Tasks for this exercise:
a) In the pilgrimage account, decide whether each statement agrees with the text: (i) Mary is 87 years old; (ii) Mary has lived alone for 20 years; (iii) Father Richard walks with a walking stick. Answer yes or no for each, quoting the words that decide it.
b) According to the pilgrimage account, when did Mary have surgery on her foot?
c) From the pilgrimage account, pull out the passage that begins at the words "Finally, there is" and stops after "seeking new experiences.".

Finally, there is Mary, a spry, older Genevan Roman Catholic widow with three daughters and one son. When we introduced ourselves to each other the first day, I said:” Oh wonderful, I’ll remember you Mary since my wife is Mary.” Later one afternoon we were walking together as we climbed probably a hundred stone steps at the Herodium, Herod’s first-century winter palace outside Bethlehem. She said “I’m so glad that I can be here. I had surgery on my foot last October and I was so afraid that I wouldn’t be able to continue with the trip.” A few days later, I off-handedly asked another Swiss woman how old Mary was: “She is 87.” Wow! She is an intelligent and accomplished woman. The daughter of a premier University of Chicago neurosurgeon, a successful teacher and administrator herself, Mary has lived a full life. Yet, here she was at 87 seeking new experiences.
Mary said: “It has been hard for me to make sense of everything. I’ve lived alone for 30 years and haven’t heard so much noise since I was a Mum with babies!” She continued: “I’m so glad that I have come though. Father Richard [her parish priest and group member] has said for eleven years ‘Some year we will go to the Holy Land.’ We finally did!” I asked her “What has it meant for you?” Her first words answering my question were not about the Holy Land’s significance for her, but were words about the Holy Land’s significance for Father Richard. “Father Richard is a very sick man with his brain tumor [Father Richard can’t see out of one eye and walks with a walking stick]. I am so grateful that he has been able to make it to Jerusalem.” She then continued, with that hopefull attitude irrespective of her age: “I’ll remember this trip for the rest of my life!”
A prankster who has made connections between events 2000 years ago and his own life, a sufferer of South African apartheid who has opened himself to feel a bond with Palestinians, a builder of interfaith bridges, a contributor to the church universal despite acknowledging deep questions about God, and an 87-year old widow thinking about a close friend’s joy in making this trip rather than her own aging life, these are my pilgrims. I have felt humbled to be with them through these days. It has been a privilege to share these experiences with them as our own journeys and pilgrimages are united together.

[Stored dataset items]
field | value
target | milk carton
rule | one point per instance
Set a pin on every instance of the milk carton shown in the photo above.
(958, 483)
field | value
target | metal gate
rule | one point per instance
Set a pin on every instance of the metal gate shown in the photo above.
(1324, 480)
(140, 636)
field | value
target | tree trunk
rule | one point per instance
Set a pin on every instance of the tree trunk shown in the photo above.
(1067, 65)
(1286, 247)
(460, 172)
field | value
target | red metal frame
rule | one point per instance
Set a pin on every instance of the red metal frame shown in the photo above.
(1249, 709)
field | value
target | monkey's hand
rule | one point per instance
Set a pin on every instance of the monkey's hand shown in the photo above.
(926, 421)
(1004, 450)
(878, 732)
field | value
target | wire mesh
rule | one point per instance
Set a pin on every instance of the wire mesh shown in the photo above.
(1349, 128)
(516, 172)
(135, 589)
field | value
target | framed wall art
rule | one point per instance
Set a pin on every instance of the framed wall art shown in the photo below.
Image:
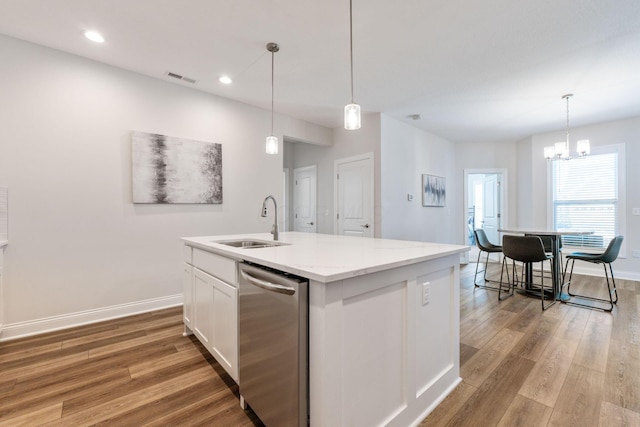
(167, 169)
(434, 190)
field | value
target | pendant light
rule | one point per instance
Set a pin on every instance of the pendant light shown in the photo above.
(560, 150)
(272, 141)
(351, 111)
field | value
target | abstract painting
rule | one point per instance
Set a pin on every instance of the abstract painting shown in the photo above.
(433, 190)
(167, 169)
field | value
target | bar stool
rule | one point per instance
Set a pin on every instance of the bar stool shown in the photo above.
(605, 258)
(485, 245)
(528, 250)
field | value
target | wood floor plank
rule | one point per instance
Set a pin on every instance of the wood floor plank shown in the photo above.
(482, 364)
(547, 377)
(115, 407)
(35, 418)
(148, 366)
(580, 398)
(535, 340)
(484, 331)
(573, 323)
(614, 416)
(492, 399)
(502, 385)
(44, 364)
(443, 413)
(525, 413)
(143, 340)
(594, 345)
(622, 379)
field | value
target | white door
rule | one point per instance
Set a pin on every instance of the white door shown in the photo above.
(354, 196)
(304, 199)
(491, 215)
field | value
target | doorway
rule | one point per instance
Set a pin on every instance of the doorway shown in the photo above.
(484, 205)
(304, 199)
(353, 192)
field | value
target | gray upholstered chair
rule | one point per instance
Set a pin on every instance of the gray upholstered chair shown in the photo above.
(605, 258)
(489, 248)
(527, 250)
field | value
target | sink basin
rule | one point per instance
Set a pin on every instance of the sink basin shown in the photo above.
(249, 244)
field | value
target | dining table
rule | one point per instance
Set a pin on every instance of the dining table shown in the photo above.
(556, 262)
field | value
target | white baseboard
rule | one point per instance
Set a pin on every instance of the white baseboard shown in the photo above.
(34, 327)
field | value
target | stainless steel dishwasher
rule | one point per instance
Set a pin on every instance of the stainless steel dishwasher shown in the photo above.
(273, 353)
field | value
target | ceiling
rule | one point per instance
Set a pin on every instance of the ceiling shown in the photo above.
(492, 70)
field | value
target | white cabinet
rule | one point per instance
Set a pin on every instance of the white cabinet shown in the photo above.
(187, 288)
(211, 305)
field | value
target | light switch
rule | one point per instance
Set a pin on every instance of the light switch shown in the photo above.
(425, 293)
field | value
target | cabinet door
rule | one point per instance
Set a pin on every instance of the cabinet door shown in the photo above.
(187, 295)
(203, 307)
(224, 344)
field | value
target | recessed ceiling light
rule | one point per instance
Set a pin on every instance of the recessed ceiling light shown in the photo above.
(94, 37)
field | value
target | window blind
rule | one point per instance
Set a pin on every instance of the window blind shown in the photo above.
(585, 198)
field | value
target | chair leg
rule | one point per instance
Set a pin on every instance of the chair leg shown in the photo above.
(475, 277)
(509, 286)
(611, 291)
(553, 299)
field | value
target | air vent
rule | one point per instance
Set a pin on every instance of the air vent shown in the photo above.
(179, 77)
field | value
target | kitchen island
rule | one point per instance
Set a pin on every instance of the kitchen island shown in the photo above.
(383, 321)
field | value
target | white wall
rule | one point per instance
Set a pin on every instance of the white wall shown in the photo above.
(407, 153)
(77, 244)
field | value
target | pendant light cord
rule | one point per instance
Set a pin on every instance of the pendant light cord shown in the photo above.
(567, 97)
(351, 43)
(272, 68)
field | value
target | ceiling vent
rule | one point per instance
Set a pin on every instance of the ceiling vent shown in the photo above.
(179, 77)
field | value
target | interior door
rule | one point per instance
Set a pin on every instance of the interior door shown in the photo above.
(304, 199)
(354, 196)
(491, 203)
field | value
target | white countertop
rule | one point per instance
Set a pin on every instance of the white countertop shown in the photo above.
(326, 257)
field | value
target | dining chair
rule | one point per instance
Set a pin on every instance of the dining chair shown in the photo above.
(527, 250)
(605, 258)
(485, 245)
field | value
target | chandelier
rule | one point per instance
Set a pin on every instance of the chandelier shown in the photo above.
(560, 150)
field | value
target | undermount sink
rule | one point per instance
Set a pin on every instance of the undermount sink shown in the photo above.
(249, 244)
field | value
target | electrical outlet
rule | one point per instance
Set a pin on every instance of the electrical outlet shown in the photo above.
(425, 293)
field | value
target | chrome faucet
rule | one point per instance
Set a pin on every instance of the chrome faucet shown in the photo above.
(274, 229)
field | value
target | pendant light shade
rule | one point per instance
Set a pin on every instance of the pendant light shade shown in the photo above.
(272, 141)
(351, 111)
(352, 117)
(272, 145)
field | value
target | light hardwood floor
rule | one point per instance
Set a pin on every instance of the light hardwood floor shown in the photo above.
(566, 366)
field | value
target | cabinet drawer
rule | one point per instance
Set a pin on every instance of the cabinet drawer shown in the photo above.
(216, 265)
(188, 254)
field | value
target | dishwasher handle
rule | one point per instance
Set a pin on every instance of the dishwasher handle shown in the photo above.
(287, 290)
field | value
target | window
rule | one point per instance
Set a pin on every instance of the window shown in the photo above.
(586, 195)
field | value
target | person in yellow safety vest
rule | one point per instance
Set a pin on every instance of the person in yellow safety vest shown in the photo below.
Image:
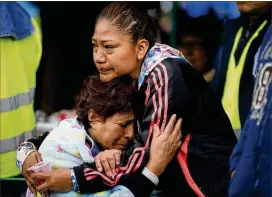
(20, 54)
(234, 78)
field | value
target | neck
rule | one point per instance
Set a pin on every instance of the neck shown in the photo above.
(255, 18)
(136, 73)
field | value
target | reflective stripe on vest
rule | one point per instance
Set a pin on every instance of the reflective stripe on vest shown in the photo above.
(230, 99)
(19, 60)
(14, 102)
(11, 144)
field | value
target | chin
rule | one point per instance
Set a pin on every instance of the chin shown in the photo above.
(107, 77)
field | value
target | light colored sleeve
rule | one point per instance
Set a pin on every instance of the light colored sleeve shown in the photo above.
(23, 151)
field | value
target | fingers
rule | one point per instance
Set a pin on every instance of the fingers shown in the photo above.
(106, 166)
(43, 187)
(38, 158)
(111, 161)
(177, 129)
(117, 156)
(40, 175)
(98, 162)
(170, 125)
(156, 131)
(30, 186)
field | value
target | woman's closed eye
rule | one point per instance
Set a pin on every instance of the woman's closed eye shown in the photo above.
(109, 47)
(124, 125)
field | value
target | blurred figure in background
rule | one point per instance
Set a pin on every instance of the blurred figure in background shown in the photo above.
(20, 52)
(241, 39)
(250, 163)
(194, 38)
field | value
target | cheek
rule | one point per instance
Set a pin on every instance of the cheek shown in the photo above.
(123, 63)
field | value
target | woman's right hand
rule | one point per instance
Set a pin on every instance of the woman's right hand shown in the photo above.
(32, 159)
(164, 145)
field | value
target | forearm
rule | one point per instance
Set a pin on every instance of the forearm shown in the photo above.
(28, 147)
(140, 184)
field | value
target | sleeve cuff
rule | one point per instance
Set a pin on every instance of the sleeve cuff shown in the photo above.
(23, 151)
(74, 180)
(151, 176)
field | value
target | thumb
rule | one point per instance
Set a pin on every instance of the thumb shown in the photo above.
(156, 131)
(38, 158)
(40, 175)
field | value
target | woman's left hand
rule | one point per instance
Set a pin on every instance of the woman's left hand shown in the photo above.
(58, 180)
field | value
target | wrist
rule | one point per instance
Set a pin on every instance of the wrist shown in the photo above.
(23, 152)
(156, 169)
(74, 180)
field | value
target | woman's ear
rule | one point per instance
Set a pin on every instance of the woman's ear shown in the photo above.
(92, 117)
(142, 48)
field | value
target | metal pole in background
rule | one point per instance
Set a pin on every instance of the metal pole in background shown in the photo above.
(173, 42)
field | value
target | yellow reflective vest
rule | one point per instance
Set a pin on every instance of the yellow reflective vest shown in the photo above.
(19, 60)
(230, 99)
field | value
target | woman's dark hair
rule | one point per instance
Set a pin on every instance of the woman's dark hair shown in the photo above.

Answers provided:
a)
(i) Yes: "She is 87."
(ii) No: "I’ve lived alone for 30 years"
(iii) Yes: "walks with a walking stick"

b) Last October.

c)
Finally, there is Mary, a spry, older Genevan Roman Catholic widow with three daughters and one son. When we introduced ourselves to each other the first day, I said:” Oh wonderful, I’ll remember you Mary since my wife is Mary.” Later one afternoon we were walking together as we climbed probably a hundred stone steps at the Herodium, Herod’s first-century winter palace outside Bethlehem. She said “I’m so glad that I can be here. I had surgery on my foot last October and I was so afraid that I wouldn’t be able to continue with the trip.” A few days later, I off-handedly asked another Swiss woman how old Mary was: “She is 87.” Wow! She is an intelligent and accomplished woman. The daughter of a premier University of Chicago neurosurgeon, a successful teacher and administrator herself, Mary has lived a full life. Yet, here she was at 87 seeking new experiences.